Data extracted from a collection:
▬▬▬▬▬▬

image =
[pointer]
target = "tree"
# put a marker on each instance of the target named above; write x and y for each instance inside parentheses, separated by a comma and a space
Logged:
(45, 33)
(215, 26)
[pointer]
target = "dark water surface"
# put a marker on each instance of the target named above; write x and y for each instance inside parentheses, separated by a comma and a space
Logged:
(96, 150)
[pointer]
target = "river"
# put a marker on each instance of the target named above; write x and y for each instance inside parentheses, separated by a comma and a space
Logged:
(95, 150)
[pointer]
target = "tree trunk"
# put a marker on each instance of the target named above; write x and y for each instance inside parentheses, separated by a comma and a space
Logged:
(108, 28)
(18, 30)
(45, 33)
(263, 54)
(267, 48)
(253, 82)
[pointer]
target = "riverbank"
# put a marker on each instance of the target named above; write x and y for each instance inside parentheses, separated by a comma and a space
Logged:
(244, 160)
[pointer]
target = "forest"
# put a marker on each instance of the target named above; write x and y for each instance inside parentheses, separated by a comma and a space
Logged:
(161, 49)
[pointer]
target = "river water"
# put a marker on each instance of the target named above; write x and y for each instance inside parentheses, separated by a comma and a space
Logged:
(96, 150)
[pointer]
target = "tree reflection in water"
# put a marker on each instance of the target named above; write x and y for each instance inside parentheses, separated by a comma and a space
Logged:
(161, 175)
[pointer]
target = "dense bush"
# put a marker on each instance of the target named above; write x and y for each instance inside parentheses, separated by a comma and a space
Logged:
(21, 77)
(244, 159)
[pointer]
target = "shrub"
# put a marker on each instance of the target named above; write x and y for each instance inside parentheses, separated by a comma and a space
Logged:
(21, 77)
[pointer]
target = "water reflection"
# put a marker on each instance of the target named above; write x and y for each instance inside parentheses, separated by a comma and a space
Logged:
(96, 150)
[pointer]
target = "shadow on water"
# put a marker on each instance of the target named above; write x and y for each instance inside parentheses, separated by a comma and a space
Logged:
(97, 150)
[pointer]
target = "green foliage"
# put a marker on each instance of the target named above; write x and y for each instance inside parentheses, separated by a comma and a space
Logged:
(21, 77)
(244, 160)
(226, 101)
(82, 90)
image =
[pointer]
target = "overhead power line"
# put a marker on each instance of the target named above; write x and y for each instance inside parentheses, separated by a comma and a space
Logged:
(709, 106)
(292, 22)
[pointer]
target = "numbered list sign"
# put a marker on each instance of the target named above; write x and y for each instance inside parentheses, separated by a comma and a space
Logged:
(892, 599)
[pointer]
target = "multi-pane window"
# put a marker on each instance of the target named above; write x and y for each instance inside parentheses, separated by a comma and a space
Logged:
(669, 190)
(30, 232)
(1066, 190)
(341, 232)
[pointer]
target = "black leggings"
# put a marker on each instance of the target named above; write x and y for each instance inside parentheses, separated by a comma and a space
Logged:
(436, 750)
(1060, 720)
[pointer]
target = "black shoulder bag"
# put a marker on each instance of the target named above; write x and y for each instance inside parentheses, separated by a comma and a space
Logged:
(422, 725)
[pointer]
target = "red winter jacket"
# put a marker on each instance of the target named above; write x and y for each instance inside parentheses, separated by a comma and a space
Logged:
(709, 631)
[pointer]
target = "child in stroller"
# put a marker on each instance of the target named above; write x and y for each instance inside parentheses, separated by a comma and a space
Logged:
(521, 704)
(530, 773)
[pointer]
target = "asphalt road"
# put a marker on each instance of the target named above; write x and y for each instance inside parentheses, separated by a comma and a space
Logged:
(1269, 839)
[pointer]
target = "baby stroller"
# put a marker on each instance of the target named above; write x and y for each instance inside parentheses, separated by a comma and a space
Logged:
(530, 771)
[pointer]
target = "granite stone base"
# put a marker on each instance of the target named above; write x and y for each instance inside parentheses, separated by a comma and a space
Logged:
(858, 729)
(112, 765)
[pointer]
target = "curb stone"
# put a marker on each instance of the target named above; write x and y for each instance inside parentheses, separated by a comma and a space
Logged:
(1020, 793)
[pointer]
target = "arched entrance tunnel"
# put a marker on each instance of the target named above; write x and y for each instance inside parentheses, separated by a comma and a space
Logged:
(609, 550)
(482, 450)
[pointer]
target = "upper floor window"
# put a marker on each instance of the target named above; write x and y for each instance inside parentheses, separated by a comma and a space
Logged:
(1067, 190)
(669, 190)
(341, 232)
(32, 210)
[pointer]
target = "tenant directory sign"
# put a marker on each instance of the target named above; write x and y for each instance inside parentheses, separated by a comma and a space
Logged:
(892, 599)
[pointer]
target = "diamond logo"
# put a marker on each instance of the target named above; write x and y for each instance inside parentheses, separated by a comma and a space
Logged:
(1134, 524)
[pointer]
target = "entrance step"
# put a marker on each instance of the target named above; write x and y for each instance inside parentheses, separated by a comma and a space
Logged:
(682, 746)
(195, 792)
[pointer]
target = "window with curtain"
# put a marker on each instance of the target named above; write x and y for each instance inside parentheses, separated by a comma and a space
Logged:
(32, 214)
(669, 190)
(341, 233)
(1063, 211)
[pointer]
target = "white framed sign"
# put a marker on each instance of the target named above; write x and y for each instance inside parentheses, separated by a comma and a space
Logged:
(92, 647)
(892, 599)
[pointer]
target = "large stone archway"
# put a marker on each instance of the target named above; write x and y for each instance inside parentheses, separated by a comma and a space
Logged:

▬▬▬▬▬▬

Your instructions: The whole block of entries above should be repeated exactly.

Answer area:
image =
[pointer]
target = "tree"
# put a marker on each instance of the target named above; write x and y for each instance inside parentheses, separated by a comma and a space
Logged:
(45, 33)
(215, 26)
[pointer]
target = "dark water surface"
# put a marker on each instance of the target named above; write x and y for each instance inside parentheses, separated by a comma and a space
Logged:
(96, 150)
[pointer]
target = "river"
# put a marker on each instance of the target named above; write x and y for each instance inside parentheses, separated by a comma and a space
Logged:
(95, 150)
[pointer]
target = "tree trunk"
# put a marker on each instance of the target named above; write x and y for each instance inside parentheses, separated by a comma and a space
Logged:
(108, 28)
(18, 30)
(45, 33)
(263, 54)
(267, 48)
(253, 82)
[pointer]
target = "riverbank"
# put a marker on each instance of the target named above; write x and y for each instance inside parentheses, separated by a comma and a space
Logged:
(244, 160)
[pointer]
target = "forest"
# put a marker on each instance of the target named above; write x and y for each instance inside parentheses, separated by a comma and a space
Logged:
(161, 49)
[pointer]
target = "river water"
# put a marker on each instance of the target named above; write x and y for each instance inside parentheses, separated by a comma and a space
Logged:
(96, 150)
[pointer]
target = "tree reflection in water"
# put a marker on each instance of the target named above; write x and y for each instance inside parentheses, separated by a comma and a space
Logged:
(161, 175)
[pointer]
target = "dense bush"
# put a marker on each instance of the target named above; write x and y for each instance inside parentheses, separated by a comma and a space
Logged:
(21, 77)
(244, 159)
[pointer]
target = "shrub"
# put a marker on each instance of the target named above; write x and y for each instance inside parentheses, separated by a comma and a space
Logged:
(21, 77)
[pointer]
target = "water reflection"
# put a marker on each instance of the target named above; write x and y for each instance inside parentheses, separated by a comma and a space
Logged:
(96, 150)
[pointer]
target = "shadow on water"
# put a marker on each instance of the target named above; write x and y for each instance inside parentheses, separated by a comma and a space
Logged:
(97, 150)
[pointer]
target = "green foliage"
# put a marker on each instance of the target named above; write x and y for each instance inside parentheses, separated by a comma and a space
Logged:
(21, 77)
(244, 160)
(226, 101)
(82, 90)
image =
[pointer]
target = "overhead power line"
# put a marker on each instance of the target named above; write x and y for each instance inside parentheses, separated by a comma and a space
Logged:
(709, 106)
(292, 22)
[pointer]
target = "numbered list sign"
# put a marker on each instance of the target named above; write x and y for each instance inside parentheses, separated by a comma and a space
Logged:
(892, 599)
[pointer]
target = "multi-pane window"
# put a marker on each instance of the target named above; write x and y for each instance inside parentheses, separated by a comma and a space
Logged:
(669, 190)
(30, 232)
(1066, 190)
(341, 232)
[pointer]
target = "black leggings"
# put a marker on each instance of the target named above; write x and y for each instance inside parentheses, separated by a comma and a space
Logged:
(436, 750)
(1060, 720)
[pointer]
target = "black shoulder bag"
# put a marker on each instance of the target named above; write x and y for each instance inside parentheses, separated by a comma and a space
Logged:
(422, 725)
[pointer]
target = "red winter jacket"
# put a marker on each instance of the target named above; write x and y for each instance inside parentheses, separated by a comma and a space
Logged:
(709, 631)
[pointer]
target = "child in stroller"
# put a marker on each instance of the target named above; write x and y for each instance inside parentheses, separated by a comma and a space
Logged:
(521, 704)
(530, 773)
[pointer]
target = "asphalt road"
# put a marker on each instance of the target named above; write x and y for each instance inside parentheses, separated by a comma and a space
Logged:
(1269, 839)
[pointer]
target = "baby stroller"
# put a marker on each instance of the target named above; write x and y for each instance inside parentheses, separated by a comma and a space
Logged:
(530, 771)
[pointer]
target = "granite stone base"
# put a marker on each instance of the target named above; write x and y for each instance inside parentheses, separated by a comma and a space
Logged:
(858, 729)
(112, 765)
[pointer]
target = "curb stone"
# put a marker on each instance of the target named above; write x and y for each instance inside parentheses, separated by a comma and a space
Logged:
(1020, 793)
[pointer]
target = "arched entrance tunnel"
# put a marker on each instance of the target named above; write x and y for each instance inside parentheses, separated by a comma and a space
Logged:
(609, 550)
(482, 450)
[pointer]
target = "upper floor window"
# put a marker on each instance of the target named above; write x and y for each instance inside parentheses, separated by a comma and a space
Logged:
(1067, 190)
(669, 190)
(341, 232)
(32, 210)
[pointer]
target = "tenant directory sign"
# put a marker on each instance of the target named above; write x and y for each instance inside parentheses, separated by a comma and a space
Logged:
(892, 599)
[pointer]
target = "diamond logo"
# put a marker on each instance of the target named above; write x and y for each instance inside parentheses, separated by a comma and a space
Logged:
(1134, 524)
[pointer]
target = "entrance step"
# put a marker on each instance of the target named above; write x and y for each instance inside parentheses, separated by a comma and a space
Logged:
(682, 746)
(195, 792)
[pointer]
target = "window with curtain"
# put a marker on each instance of the target named above; write x and y for each instance inside parentheses, separated by a comma and a space
Logged:
(32, 214)
(669, 190)
(341, 233)
(1063, 211)
[pointer]
target = "white framed sign"
# put a marker on each instance of the target named above; write x and y for each instance inside parentheses, separated by a comma and a space
Logged:
(92, 647)
(892, 599)
[pointer]
target = "large stone archway"
# put a marker on each instance of the target named above; write x and y for each instance inside parentheses, separated by a comma and a space
Logged:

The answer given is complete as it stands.